What the task requires — Reproduce every line of the following material verbatim, from the first line to the last.

Working data —
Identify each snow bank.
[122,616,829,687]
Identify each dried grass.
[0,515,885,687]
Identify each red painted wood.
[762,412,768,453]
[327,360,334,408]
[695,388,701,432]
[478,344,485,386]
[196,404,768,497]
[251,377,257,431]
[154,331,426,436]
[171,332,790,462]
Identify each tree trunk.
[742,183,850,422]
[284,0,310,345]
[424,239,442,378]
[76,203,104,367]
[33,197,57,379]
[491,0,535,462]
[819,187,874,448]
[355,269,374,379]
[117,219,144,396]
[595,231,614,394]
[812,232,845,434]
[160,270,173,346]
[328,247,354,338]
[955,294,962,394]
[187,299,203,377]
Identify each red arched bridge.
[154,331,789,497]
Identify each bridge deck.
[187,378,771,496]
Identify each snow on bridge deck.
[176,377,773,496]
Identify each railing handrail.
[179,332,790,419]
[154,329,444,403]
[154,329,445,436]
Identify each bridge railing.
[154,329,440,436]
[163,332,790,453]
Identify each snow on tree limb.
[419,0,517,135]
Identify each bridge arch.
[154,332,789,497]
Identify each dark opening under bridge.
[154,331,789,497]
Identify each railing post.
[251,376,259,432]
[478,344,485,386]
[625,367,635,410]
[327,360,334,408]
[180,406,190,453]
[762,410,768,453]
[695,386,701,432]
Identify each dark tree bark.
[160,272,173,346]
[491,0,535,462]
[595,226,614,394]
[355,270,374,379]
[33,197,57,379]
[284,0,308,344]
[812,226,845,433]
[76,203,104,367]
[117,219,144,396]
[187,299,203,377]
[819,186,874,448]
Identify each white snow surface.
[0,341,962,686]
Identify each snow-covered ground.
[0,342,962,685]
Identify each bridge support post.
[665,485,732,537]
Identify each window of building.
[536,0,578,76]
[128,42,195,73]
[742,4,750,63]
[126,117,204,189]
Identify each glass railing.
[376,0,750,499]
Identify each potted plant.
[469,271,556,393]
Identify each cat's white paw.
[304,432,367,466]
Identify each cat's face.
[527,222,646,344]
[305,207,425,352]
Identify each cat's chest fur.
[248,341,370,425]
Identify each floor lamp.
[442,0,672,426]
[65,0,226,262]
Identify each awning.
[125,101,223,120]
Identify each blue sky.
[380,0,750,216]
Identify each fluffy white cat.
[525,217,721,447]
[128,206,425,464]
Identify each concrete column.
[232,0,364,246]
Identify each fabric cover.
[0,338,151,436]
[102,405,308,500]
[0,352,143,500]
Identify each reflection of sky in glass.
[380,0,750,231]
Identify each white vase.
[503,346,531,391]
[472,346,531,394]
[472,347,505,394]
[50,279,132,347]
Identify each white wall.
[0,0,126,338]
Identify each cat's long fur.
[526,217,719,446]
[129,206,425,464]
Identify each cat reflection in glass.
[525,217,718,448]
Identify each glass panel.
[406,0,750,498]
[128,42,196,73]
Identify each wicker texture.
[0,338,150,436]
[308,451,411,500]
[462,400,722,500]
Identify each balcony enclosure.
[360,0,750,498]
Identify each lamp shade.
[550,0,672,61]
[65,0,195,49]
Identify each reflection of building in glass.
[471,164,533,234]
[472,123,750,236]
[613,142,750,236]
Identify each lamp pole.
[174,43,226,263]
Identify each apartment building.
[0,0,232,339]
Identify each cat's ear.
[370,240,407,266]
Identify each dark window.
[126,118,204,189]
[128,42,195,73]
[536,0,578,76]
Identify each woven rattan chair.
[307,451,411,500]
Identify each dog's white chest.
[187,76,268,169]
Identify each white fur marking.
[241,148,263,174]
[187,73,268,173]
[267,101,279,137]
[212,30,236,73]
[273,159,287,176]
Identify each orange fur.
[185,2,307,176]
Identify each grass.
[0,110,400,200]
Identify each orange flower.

Reply to the exercise —
Identify each snow bank.
[122,616,829,687]
Identify each dried grass.
[0,515,885,687]
Identify each red painted wood.
[762,412,768,453]
[327,360,334,408]
[695,388,701,432]
[478,344,485,386]
[196,404,768,497]
[251,377,257,431]
[154,331,426,436]
[171,332,790,462]
Identify each tree trunk.
[742,183,850,422]
[284,0,310,345]
[424,239,442,378]
[76,203,104,367]
[33,197,57,379]
[491,0,535,462]
[819,187,874,448]
[355,269,374,379]
[117,219,144,396]
[595,231,614,394]
[812,232,845,434]
[160,270,173,346]
[328,247,354,338]
[955,294,962,394]
[187,299,203,377]
Identify each red arched bridge.
[154,331,789,497]
Identify each bridge deck.
[187,378,771,496]
Identify each snow on bridge deck.
[176,377,773,496]
Identify each railing handrail.
[179,332,790,419]
[154,329,444,403]
[154,329,445,436]
Identify each bridge railing.
[154,329,440,436]
[163,332,790,453]
Identify each snow on tree limb.
[419,0,517,135]
Identify each bridge arch.
[154,332,789,497]
Identify each dark opening under bridge.
[154,331,789,497]
Identify each railing post.
[251,376,259,432]
[478,344,485,386]
[625,367,635,410]
[327,360,334,408]
[180,406,190,453]
[762,410,768,453]
[695,386,701,432]
Identify each dark tree bark.
[160,272,173,346]
[491,0,535,462]
[595,226,614,394]
[355,270,374,379]
[33,197,57,379]
[284,0,308,344]
[812,226,845,433]
[76,203,104,367]
[117,219,144,396]
[187,299,203,377]
[819,186,874,448]
Identify each white snow surface.
[0,341,962,686]
Identify each snow-covered ground.
[0,342,962,685]
Identify each bridge support post.
[665,485,732,537]
Identify each window of building.
[536,0,578,76]
[128,42,195,73]
[742,4,750,63]
[126,117,204,189]
Identify each glass railing.
[376,0,750,499]
Identify each potted plant.
[469,271,556,393]
Identify each cat's white paw.
[304,432,367,466]
Identify each cat's face.
[527,222,646,344]
[305,207,425,352]
Identify each cat's chest fur.
[248,341,370,425]
Identify each floor lamp.
[442,0,672,426]
[65,0,226,262]
Identify each awning.
[125,101,223,120]
Identify each blue sky.
[380,0,750,216]
Identify each fluffy white cat.
[525,217,721,447]
[128,206,425,464]
Identify each concrete column.
[232,0,364,246]
Identify each fabric cover.
[0,338,151,436]
[102,405,308,500]
[0,352,143,500]
Identify each reflection of sky in glass.
[380,0,750,231]
Identify each white vase.
[503,346,531,391]
[472,346,531,394]
[472,347,505,394]
[50,279,132,347]
Identify each white wall.
[0,0,126,338]
Identify each cat's long fur.
[526,217,719,446]
[129,206,425,464]
Identify each cat reflection in glass.
[525,217,718,448]
Identify each glass panel.
[406,0,750,498]
[128,42,196,73]
Identify each wicker texture.
[0,338,150,436]
[308,451,411,500]
[462,400,722,500]
Identify each balcony enclosure.
[360,0,750,498]
Identify each lamp shade.
[550,0,672,61]
[65,0,195,49]
Identify each reflection of building in glass.
[471,164,533,234]
[472,123,750,236]
[613,142,750,236]
Identify each lamp pole.
[174,43,226,263]
Identify each apartment building.
[0,0,232,339]
Identify each cat's ear.
[370,240,407,266]
Identify each dark window.
[126,118,204,189]
[128,42,195,73]
[536,0,578,76]
Identify each woven rattan chair.
[307,451,411,500]
Identify each dog's white chest.
[187,76,268,169]
Identify each white fur marking.
[241,148,263,174]
[187,73,268,173]
[267,101,279,137]
[212,30,236,73]
[273,159,287,176]
Identify each orange fur.
[185,2,307,176]
Identify each grass.
[0,110,400,200]
Identify each orange flower.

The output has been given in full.